▶ _RECORD SET_

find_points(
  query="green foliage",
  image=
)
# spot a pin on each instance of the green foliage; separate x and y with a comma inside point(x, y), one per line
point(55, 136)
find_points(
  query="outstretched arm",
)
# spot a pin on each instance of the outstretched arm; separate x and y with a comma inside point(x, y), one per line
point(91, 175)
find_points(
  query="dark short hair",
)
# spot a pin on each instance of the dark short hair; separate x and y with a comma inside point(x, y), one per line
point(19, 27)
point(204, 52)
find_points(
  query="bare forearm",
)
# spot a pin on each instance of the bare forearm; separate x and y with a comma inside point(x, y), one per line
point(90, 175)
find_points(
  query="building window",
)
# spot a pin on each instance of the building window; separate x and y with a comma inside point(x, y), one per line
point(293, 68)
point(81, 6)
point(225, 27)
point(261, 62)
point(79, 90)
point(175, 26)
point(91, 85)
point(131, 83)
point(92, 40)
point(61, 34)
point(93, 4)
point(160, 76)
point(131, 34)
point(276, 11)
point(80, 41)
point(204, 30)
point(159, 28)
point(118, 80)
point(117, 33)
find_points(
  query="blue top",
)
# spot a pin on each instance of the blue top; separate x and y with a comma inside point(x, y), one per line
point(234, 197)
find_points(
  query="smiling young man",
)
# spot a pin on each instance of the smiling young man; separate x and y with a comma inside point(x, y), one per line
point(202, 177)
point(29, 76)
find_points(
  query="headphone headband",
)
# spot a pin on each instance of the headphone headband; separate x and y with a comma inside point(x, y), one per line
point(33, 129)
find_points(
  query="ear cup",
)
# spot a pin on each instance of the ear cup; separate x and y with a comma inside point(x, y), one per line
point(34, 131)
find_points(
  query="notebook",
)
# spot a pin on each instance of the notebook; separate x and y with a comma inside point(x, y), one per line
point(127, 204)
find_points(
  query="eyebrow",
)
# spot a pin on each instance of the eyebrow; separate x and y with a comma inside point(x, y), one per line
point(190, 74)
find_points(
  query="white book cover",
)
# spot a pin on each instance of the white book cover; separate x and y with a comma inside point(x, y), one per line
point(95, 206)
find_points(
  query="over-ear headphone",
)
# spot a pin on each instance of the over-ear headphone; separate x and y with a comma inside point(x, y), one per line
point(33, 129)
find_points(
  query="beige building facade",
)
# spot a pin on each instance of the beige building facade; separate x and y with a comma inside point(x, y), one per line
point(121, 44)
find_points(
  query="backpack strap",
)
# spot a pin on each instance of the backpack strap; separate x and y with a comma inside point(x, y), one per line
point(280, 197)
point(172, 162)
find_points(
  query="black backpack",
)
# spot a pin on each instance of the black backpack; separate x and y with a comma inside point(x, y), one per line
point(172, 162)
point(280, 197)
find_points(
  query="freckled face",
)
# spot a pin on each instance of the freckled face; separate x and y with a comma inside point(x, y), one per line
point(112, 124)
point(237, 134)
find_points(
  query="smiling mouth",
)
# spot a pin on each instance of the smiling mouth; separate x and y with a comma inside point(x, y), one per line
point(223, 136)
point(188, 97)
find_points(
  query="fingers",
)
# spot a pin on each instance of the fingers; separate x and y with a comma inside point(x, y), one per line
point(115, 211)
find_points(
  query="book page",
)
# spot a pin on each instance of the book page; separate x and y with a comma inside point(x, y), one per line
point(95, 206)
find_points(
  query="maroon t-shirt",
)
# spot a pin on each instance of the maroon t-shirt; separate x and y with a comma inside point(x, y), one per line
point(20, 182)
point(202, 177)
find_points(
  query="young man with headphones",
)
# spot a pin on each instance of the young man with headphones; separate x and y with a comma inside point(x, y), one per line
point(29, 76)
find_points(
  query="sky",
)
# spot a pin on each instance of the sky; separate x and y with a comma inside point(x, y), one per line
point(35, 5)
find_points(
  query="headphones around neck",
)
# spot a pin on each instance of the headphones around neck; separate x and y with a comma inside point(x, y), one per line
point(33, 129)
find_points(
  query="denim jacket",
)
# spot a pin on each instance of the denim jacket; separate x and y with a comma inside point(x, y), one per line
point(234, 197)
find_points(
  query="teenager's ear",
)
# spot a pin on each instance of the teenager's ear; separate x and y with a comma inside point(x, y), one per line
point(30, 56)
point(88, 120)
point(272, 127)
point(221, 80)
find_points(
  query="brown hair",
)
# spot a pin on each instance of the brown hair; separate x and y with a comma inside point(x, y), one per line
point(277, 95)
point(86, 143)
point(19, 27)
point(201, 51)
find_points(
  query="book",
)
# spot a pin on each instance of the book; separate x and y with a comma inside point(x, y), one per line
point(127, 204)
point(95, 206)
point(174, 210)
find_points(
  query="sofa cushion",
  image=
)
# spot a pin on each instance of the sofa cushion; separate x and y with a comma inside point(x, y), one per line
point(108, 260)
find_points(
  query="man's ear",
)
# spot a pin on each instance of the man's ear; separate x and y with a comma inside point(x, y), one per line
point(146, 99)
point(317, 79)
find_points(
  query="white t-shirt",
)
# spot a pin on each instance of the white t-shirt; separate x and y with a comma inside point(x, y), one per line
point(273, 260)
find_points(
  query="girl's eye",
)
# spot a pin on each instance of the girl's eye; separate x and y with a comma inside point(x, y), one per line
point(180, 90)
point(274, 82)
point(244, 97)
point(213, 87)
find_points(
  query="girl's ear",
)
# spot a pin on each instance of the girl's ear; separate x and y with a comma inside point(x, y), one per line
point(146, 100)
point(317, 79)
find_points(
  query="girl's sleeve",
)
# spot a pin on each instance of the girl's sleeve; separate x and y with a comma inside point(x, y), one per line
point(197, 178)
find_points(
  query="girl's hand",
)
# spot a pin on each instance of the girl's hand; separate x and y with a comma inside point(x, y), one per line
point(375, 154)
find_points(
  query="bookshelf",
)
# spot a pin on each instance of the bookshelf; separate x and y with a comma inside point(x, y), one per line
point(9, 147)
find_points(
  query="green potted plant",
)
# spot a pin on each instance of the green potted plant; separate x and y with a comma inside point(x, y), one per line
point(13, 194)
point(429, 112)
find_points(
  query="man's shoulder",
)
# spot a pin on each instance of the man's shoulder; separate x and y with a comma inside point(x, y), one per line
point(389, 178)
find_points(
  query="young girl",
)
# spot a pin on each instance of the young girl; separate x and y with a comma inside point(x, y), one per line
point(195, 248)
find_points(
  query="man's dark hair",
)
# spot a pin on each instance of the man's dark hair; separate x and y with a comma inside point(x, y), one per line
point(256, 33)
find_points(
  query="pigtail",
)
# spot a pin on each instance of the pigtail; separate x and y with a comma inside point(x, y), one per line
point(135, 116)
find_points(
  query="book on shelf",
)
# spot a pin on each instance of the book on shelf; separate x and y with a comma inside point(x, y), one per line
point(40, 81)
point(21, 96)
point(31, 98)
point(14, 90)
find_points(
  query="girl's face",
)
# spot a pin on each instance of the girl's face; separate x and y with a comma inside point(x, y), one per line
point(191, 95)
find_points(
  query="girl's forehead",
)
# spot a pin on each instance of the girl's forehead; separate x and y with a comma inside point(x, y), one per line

▶ _PROBLEM TO SOLVE_
Rewrite the lines from the start of the records through the line containing "point(90, 175)", requests included, multiplying every point coordinate in the answers by 0.7 and rounding to whole numbers, with halves rounded up.

▶ _FINISHED TASK_
find_points(
  query="green foliage",
  image=
)
# spot a pin on each instance of the green foliage; separate x and y with a comma inside point(x, y), one per line
point(39, 95)
find_points(
  query="outstretched arm",
)
# spot a pin on each instance of the outstretched arm; separate x and y with a comma inside point(x, y), one per line
point(64, 123)
find_points(
  query="dark short hair",
)
# spot a pin on each instance of the dark short hair; separate x and y with a comma inside point(x, y), one per line
point(13, 19)
point(143, 36)
find_points(
  query="bare forearm",
)
# spot a pin on each instance of the bare forearm; separate x and y with a comma inside point(x, y), one per line
point(63, 123)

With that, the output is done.